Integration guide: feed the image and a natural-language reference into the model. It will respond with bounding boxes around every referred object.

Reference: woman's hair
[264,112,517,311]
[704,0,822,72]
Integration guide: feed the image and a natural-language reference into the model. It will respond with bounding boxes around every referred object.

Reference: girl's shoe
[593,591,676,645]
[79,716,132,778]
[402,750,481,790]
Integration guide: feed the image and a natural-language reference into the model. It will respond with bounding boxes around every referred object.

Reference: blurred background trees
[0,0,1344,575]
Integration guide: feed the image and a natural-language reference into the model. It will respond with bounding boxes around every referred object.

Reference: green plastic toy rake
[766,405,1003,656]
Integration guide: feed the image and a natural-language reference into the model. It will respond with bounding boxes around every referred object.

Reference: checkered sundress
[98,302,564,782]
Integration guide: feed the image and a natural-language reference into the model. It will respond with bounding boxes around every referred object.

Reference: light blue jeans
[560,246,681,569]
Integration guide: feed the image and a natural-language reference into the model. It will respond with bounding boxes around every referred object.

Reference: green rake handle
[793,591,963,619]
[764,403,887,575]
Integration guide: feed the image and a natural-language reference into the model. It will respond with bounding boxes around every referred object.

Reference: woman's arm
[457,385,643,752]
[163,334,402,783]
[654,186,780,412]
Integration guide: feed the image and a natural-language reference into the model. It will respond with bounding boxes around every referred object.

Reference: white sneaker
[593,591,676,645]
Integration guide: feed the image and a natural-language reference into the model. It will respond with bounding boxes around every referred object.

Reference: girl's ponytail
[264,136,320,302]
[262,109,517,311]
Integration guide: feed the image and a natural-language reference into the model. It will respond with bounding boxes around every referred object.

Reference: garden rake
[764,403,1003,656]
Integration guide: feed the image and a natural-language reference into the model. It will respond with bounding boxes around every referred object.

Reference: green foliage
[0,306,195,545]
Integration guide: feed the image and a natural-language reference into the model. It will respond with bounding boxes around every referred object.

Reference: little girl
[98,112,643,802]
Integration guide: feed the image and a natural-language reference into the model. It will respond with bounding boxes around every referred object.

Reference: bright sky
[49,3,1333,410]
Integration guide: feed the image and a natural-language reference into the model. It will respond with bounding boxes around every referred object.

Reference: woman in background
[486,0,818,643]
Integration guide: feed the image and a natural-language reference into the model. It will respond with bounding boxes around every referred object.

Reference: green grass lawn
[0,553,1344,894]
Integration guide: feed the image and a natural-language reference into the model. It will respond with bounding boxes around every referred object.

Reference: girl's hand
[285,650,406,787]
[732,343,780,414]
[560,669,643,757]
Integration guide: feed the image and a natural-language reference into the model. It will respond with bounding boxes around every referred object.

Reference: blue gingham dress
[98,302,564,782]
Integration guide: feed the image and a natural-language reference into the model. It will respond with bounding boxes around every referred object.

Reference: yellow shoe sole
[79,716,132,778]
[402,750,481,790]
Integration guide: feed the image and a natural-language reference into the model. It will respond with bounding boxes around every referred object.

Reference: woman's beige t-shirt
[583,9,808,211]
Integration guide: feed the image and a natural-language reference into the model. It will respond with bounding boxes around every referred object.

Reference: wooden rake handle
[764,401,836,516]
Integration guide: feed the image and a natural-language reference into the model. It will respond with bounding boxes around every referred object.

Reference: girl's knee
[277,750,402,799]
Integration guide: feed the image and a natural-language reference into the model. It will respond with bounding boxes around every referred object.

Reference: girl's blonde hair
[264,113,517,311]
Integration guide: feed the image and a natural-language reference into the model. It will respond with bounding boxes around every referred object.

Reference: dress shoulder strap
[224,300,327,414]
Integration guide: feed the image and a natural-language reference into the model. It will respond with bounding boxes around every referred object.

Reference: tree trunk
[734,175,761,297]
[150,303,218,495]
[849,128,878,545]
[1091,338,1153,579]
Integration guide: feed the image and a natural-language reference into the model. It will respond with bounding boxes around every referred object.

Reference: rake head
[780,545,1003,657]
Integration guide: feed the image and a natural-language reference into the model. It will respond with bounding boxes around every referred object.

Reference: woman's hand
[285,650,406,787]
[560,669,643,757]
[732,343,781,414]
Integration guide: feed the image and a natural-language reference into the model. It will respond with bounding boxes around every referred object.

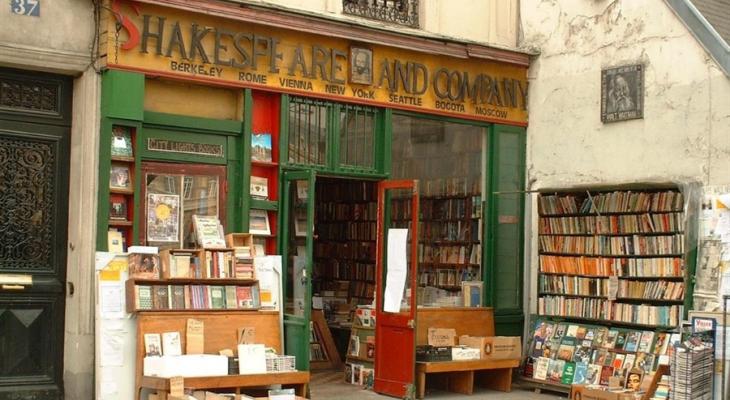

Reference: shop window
[287,97,382,173]
[339,106,376,169]
[140,163,226,248]
[391,114,486,306]
[289,98,329,166]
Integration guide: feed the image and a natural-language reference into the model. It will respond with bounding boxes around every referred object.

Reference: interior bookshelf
[537,189,687,329]
[312,178,377,324]
[108,123,137,249]
[249,91,280,255]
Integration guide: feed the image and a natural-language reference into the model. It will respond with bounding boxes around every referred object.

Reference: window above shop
[342,0,418,28]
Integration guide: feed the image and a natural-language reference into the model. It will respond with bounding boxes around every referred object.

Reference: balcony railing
[342,0,418,28]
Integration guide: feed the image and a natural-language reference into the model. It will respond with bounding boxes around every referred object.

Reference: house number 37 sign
[10,0,41,17]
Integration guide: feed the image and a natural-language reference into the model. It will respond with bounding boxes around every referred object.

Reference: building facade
[0,0,100,399]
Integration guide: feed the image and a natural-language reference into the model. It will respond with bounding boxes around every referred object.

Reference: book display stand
[523,188,689,392]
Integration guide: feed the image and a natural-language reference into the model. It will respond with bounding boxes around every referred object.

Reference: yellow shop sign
[107,0,527,125]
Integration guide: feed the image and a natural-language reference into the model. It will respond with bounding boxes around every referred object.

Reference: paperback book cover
[560,362,575,385]
[573,362,588,385]
[547,360,565,383]
[624,331,642,353]
[585,364,603,385]
[557,336,576,361]
[636,331,654,353]
[535,357,550,381]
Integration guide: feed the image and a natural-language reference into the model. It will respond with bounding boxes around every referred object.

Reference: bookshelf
[312,178,377,324]
[538,189,686,328]
[524,188,688,391]
[108,123,137,251]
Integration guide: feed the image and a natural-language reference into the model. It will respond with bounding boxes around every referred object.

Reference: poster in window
[147,193,180,242]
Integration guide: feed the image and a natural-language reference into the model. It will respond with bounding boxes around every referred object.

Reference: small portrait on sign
[350,47,373,85]
[601,65,644,123]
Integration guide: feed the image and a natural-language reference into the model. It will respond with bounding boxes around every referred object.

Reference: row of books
[538,190,684,215]
[525,357,651,391]
[538,212,684,235]
[314,258,375,282]
[540,255,684,277]
[315,202,378,222]
[616,280,684,300]
[314,242,377,262]
[539,234,684,255]
[538,275,608,297]
[418,243,482,264]
[416,196,482,220]
[134,285,261,310]
[537,296,681,326]
[317,221,377,240]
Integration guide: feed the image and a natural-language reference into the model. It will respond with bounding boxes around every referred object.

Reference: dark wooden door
[0,69,71,400]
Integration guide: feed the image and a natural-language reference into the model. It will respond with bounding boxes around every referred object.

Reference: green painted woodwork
[484,125,525,334]
[251,198,279,211]
[279,170,316,371]
[144,111,243,136]
[238,88,255,232]
[101,70,144,121]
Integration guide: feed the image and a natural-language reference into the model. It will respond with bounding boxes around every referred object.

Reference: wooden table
[138,371,309,400]
[416,360,520,399]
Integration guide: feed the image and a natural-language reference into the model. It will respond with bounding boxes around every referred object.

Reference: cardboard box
[482,336,522,360]
[428,328,456,347]
[451,346,481,361]
[570,385,634,400]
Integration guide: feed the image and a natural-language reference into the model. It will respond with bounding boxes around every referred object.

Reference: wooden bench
[140,371,309,400]
[416,308,520,399]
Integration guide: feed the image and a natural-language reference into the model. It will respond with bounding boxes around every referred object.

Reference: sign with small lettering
[147,138,225,158]
[107,0,527,125]
[10,0,41,17]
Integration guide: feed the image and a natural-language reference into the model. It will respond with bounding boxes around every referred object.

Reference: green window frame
[280,95,385,176]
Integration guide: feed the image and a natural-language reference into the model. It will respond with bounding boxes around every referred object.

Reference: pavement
[310,371,567,400]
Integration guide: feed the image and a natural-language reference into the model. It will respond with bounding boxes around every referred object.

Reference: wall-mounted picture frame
[248,210,271,235]
[111,125,134,158]
[109,164,132,189]
[601,65,644,123]
[349,46,373,85]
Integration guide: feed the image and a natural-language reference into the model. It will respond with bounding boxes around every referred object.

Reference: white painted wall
[520,0,730,311]
[0,0,100,400]
[232,0,519,49]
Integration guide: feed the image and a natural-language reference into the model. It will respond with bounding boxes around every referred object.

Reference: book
[585,364,603,385]
[250,175,269,200]
[144,333,162,357]
[209,286,226,310]
[251,133,273,162]
[603,329,623,349]
[152,285,170,310]
[535,357,550,381]
[193,214,226,248]
[573,362,588,385]
[547,360,565,383]
[162,331,182,356]
[560,362,575,385]
[557,336,576,362]
[624,331,643,352]
[170,285,185,310]
[599,366,613,386]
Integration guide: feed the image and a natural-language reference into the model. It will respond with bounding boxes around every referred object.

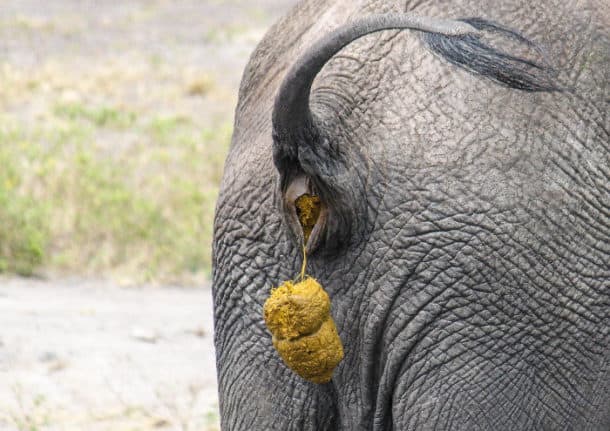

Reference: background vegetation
[0,0,287,284]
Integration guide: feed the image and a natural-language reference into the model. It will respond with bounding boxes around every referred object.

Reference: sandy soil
[0,279,218,431]
[0,0,296,431]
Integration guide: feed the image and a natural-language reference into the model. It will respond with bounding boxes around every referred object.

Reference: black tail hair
[422,18,561,92]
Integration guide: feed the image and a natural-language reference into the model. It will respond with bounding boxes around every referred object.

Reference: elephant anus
[213,0,610,431]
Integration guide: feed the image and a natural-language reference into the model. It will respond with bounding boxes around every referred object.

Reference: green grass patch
[54,103,136,129]
[0,112,231,282]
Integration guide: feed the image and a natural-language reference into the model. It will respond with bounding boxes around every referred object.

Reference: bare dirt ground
[0,0,296,431]
[0,279,218,431]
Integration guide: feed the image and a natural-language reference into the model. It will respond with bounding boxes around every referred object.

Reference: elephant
[212,0,610,431]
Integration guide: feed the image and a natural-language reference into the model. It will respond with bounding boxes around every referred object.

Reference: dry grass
[0,56,233,283]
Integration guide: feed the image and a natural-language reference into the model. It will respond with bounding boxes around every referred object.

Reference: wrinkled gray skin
[214,0,610,431]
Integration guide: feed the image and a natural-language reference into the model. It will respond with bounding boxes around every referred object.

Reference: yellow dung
[264,277,343,383]
[294,194,321,244]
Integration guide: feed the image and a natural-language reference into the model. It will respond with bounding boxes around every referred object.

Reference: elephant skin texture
[213,0,610,431]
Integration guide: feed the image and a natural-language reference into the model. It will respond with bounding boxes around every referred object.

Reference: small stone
[130,328,159,344]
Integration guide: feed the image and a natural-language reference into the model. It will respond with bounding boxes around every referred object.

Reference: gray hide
[213,0,610,431]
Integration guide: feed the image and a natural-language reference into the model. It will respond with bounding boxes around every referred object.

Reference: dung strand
[263,194,343,383]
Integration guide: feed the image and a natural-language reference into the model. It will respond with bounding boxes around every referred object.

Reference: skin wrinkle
[214,0,610,430]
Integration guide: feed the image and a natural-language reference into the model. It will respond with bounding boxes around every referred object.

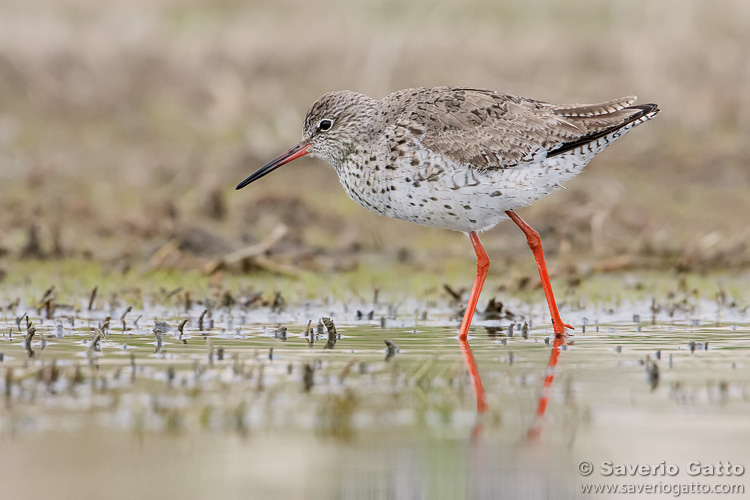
────────
#### What this task involves:
Identify each line in the rows above that contains the string "white" and copy it verbatim.

#### Problem solution:
Reference: white sneaker
Reference: white painted wall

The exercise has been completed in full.